Problem description = Copy precisely the first line of the material below and every later line, stopping with the line that contains "Indicate the denim".
━━━
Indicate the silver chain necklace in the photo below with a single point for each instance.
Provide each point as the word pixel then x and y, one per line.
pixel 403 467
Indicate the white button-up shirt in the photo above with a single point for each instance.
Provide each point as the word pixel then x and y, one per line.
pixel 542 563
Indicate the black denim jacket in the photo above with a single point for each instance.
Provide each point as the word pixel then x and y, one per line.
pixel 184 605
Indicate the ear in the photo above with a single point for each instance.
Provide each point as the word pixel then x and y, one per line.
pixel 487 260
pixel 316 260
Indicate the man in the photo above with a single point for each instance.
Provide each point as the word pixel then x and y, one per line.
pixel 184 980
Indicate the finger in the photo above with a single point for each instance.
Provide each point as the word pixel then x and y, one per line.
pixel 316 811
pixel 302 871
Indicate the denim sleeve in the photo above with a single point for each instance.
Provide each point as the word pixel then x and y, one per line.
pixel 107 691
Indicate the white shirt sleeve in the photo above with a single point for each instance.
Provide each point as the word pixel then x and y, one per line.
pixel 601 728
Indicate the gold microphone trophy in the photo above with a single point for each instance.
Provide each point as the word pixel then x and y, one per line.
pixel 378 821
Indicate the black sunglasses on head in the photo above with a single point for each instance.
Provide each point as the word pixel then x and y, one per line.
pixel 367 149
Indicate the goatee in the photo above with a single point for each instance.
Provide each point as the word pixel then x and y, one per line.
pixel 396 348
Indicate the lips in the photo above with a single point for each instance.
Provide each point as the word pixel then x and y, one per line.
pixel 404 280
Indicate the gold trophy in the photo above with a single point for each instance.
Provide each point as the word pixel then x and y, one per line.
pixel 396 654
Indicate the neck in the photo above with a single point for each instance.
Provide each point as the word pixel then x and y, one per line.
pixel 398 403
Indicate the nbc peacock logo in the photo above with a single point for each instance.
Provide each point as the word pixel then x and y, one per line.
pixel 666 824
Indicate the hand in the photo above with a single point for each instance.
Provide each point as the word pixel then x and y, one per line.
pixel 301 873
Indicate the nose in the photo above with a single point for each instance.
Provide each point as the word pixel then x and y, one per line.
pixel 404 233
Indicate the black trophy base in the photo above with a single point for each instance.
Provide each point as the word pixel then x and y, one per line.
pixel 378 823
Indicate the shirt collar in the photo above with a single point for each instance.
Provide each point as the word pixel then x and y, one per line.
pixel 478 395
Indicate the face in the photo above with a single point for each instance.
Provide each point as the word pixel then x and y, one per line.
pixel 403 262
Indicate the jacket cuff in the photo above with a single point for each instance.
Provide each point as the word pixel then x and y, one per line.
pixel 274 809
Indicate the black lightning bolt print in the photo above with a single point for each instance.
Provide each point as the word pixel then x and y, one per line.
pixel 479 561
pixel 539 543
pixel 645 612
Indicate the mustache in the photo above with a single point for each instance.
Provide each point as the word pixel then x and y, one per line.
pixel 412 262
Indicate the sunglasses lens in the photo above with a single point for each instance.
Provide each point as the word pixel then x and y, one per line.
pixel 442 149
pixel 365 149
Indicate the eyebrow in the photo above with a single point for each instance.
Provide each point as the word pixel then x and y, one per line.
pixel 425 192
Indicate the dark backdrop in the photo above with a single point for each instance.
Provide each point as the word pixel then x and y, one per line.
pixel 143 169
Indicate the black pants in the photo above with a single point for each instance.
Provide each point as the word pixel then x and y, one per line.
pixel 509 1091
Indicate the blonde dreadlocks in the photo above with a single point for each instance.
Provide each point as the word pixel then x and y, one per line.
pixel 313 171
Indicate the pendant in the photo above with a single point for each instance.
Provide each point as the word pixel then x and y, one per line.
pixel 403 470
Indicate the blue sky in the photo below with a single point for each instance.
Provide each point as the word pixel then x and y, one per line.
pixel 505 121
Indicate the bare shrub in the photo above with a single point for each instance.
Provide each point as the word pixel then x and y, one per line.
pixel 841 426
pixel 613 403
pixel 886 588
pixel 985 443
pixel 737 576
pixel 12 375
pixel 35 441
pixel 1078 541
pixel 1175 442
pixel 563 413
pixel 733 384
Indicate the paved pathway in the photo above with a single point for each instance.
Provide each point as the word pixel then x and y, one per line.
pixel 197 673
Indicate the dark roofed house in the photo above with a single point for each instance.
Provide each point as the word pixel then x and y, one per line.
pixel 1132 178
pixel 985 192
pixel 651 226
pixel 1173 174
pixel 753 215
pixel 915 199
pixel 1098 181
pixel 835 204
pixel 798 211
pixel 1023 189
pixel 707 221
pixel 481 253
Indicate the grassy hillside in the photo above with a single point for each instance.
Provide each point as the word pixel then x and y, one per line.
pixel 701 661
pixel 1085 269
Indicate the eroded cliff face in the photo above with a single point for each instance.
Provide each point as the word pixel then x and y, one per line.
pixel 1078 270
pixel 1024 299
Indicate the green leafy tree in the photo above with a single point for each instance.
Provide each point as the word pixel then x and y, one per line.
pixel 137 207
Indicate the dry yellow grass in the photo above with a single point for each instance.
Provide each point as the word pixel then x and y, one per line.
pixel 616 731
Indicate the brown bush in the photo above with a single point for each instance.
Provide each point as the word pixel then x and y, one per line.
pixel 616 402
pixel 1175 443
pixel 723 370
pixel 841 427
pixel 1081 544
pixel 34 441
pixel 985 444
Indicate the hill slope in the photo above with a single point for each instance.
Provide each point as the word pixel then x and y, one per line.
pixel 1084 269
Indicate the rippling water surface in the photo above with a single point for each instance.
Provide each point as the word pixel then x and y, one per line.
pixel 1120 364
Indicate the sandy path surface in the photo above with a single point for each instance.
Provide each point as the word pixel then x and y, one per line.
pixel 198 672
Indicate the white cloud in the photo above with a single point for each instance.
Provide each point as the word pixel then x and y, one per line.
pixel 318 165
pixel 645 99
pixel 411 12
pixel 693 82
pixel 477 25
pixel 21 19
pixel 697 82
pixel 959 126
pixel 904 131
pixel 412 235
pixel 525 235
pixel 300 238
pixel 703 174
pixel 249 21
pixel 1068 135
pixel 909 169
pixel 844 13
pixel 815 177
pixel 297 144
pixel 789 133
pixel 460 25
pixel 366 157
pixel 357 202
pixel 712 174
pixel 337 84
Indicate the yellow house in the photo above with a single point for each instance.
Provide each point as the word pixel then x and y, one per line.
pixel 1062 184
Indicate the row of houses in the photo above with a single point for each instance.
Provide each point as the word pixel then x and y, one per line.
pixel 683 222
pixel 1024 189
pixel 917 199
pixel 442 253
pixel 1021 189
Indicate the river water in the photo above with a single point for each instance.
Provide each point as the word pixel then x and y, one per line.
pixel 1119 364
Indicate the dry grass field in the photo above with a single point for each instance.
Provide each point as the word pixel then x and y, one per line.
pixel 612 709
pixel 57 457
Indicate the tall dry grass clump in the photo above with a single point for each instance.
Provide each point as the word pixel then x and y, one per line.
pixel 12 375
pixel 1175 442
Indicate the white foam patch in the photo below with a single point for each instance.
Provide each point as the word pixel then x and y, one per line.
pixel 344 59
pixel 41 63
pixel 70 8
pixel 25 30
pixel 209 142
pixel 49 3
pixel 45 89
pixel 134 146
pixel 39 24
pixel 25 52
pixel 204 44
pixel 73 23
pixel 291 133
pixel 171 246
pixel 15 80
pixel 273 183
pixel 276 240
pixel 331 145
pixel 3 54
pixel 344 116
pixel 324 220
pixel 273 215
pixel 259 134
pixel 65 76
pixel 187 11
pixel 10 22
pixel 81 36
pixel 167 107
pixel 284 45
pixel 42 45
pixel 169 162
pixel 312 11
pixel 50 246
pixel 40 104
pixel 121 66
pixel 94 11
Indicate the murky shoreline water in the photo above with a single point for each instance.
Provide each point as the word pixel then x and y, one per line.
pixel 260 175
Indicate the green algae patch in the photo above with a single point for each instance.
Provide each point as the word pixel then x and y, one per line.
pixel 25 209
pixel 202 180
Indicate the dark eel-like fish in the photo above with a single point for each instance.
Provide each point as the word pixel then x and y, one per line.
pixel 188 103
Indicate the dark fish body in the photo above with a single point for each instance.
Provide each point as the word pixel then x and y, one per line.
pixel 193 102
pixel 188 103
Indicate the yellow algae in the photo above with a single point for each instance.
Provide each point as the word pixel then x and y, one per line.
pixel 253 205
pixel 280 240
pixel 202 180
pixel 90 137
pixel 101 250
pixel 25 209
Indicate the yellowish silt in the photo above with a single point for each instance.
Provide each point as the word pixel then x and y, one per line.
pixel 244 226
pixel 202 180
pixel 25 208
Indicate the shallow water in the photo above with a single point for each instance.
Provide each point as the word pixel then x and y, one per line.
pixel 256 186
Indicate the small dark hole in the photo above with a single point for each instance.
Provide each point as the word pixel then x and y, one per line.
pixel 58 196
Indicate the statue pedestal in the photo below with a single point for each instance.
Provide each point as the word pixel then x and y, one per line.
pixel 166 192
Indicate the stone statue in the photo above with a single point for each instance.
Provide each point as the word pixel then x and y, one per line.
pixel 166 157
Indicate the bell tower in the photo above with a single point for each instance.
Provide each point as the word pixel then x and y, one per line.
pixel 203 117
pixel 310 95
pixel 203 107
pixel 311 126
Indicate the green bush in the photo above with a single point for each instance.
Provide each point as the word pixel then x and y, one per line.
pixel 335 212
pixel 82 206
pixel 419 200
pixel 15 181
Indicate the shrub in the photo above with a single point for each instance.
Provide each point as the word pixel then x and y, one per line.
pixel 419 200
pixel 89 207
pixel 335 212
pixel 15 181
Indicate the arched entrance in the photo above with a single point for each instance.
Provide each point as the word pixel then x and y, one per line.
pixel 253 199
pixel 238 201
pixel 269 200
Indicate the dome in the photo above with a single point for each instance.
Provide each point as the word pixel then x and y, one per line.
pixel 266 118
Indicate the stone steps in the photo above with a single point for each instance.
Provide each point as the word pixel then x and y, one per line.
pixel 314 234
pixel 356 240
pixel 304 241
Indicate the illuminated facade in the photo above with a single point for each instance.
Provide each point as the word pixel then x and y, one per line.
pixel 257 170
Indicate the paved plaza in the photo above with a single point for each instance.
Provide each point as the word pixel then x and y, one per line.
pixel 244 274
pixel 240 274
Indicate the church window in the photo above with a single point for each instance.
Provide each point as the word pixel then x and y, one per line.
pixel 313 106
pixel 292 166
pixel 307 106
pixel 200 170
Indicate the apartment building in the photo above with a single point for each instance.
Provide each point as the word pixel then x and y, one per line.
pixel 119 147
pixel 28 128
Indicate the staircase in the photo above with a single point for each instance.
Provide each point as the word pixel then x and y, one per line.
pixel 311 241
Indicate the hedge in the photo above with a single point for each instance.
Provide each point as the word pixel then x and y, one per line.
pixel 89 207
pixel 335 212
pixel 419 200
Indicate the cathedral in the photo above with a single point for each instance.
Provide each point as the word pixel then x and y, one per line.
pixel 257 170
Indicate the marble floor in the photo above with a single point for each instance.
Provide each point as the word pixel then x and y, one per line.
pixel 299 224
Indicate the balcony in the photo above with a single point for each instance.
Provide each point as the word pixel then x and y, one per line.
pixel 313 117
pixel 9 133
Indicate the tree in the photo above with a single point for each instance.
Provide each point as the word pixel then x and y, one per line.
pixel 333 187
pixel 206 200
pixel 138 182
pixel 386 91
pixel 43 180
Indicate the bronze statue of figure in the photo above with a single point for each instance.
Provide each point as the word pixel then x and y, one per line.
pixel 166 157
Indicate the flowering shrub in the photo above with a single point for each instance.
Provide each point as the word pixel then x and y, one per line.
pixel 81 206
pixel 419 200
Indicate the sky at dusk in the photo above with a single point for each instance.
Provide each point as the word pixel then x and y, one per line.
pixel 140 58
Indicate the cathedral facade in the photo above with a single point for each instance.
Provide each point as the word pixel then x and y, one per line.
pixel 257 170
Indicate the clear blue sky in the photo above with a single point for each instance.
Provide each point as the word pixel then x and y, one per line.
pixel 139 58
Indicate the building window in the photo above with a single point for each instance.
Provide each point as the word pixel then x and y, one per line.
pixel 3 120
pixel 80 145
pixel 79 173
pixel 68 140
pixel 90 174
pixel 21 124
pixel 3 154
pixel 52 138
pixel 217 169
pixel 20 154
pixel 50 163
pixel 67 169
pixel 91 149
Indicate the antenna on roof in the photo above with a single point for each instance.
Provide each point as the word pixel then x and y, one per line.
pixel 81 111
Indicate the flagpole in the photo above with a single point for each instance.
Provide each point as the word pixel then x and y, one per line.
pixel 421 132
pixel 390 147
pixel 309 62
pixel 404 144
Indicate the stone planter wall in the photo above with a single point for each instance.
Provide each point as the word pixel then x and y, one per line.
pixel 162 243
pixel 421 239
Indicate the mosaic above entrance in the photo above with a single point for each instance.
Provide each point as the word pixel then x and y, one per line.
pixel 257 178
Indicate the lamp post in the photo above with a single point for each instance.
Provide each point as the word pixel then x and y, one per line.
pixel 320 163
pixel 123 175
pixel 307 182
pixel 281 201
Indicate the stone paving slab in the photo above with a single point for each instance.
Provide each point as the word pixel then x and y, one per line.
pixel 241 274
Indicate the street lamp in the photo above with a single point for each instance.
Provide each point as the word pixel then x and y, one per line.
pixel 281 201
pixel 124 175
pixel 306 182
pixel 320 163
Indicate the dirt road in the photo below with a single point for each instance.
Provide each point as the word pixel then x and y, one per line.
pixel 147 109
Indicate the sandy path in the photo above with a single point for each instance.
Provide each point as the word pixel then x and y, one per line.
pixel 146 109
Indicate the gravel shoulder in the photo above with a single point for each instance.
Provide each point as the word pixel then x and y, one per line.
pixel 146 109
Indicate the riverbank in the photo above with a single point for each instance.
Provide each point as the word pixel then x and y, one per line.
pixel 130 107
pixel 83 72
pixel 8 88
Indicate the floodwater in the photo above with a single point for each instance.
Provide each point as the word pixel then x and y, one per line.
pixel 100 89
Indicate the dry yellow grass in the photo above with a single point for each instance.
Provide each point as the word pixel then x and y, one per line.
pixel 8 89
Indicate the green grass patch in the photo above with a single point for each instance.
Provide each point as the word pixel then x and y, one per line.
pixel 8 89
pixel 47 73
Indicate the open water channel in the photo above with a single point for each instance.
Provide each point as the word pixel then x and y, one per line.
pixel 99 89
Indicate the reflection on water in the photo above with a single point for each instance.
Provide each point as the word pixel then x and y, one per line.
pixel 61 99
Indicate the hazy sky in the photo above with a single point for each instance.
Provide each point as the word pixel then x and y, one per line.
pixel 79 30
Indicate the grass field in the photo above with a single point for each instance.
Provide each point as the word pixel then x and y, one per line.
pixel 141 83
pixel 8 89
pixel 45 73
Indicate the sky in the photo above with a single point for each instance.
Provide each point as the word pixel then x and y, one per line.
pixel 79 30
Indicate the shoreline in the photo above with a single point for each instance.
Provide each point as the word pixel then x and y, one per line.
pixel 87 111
━━━
Solution =
Indicate the silver chain necklace in the photo below with a single point for each instance.
Provide each point as the word pixel then x and y, one per line.
pixel 403 467
Indicate the white button-up shirt in the photo above with a single point for each instance.
Provide each point as the word pixel then x and y, one per line.
pixel 542 563
Indicate the black denim jacket in the photo above with a single point for each instance.
Provide each point as the word pixel then x and y, one per line.
pixel 184 605
Indicate the ear in the photo above with a single point for each instance.
Provide each point as the word pixel then x and y, one per line.
pixel 487 260
pixel 316 260
Indicate the man in the photo above with a single point for each instance.
Provide each point as the word pixel then x and y, one per line.
pixel 184 980
Indicate the finger in the photo above with a single point for each instance.
Provide each point as the word pixel then x and y, one per line.
pixel 316 811
pixel 302 871
Indicate the denim sleeve in the photo above with a single point for each instance.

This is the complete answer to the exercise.